Give, as a JSON list of strings, each non-blank line in the part of the rows below that opens with the line containing "Question. Indicate one point for each instance of the railing" and runs through the final row, both ends included.

>> begin Material to process

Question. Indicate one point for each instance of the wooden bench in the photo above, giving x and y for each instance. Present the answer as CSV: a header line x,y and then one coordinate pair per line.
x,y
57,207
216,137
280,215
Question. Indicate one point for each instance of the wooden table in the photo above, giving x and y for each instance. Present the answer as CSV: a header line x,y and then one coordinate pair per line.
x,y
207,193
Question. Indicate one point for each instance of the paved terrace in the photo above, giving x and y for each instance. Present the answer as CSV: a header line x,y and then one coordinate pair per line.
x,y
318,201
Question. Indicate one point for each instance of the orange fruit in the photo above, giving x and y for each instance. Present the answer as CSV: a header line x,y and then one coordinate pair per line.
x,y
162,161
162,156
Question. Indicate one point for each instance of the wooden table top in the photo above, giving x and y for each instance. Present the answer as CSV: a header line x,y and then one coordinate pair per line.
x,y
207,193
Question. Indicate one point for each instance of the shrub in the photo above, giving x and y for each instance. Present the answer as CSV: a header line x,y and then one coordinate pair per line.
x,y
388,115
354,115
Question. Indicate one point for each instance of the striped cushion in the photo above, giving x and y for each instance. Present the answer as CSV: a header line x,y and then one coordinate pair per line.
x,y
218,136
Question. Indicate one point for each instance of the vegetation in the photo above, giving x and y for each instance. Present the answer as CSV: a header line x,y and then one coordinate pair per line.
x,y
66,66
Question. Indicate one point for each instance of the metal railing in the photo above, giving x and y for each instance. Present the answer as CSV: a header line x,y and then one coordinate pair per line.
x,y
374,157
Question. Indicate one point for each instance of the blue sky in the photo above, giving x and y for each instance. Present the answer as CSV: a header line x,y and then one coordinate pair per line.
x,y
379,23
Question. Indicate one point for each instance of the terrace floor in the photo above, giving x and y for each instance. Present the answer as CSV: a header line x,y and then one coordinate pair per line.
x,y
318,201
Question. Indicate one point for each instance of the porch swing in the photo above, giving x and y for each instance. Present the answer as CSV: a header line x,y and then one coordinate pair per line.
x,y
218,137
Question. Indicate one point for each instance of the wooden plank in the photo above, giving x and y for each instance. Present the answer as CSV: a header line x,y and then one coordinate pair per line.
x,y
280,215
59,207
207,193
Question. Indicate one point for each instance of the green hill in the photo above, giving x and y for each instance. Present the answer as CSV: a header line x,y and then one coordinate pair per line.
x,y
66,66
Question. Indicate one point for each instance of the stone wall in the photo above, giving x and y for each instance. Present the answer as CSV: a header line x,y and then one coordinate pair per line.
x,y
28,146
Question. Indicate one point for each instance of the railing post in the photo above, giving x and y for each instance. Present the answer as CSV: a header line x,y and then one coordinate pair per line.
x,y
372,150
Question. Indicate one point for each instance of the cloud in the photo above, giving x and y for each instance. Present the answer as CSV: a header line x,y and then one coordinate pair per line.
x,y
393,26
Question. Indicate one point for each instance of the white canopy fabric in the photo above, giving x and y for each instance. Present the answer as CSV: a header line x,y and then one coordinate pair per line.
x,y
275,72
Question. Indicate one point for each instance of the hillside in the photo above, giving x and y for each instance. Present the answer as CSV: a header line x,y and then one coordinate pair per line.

>> end Material to process

Answer for the task
[
  "Question. Indicate one point for each instance of the railing post in the photo above, giving x and y for each instance. Present the answer as CSV: a header line x,y and then one coordinate pair per line.",
  "x,y",
  "372,150",
  "Question. Indicate one point for each instance of the cloud in the photo above, giving x and y for each instance. Present the answer as CSV: a header line x,y and then one coordinate pair per line.",
  "x,y",
  "393,26",
  "Question. Indicate one point for each instance of the white canopy fabric in the photo above, giving x and y for each instance. Present the answer as CSV: a header line x,y and then one coordinate pair per line.",
  "x,y",
  "275,72",
  "Question. Indicate one point for each instance of the hillside in the photo above, giving x and y for each instance. Present the answer as CSV: a header line x,y and then one coordinate pair per line."
]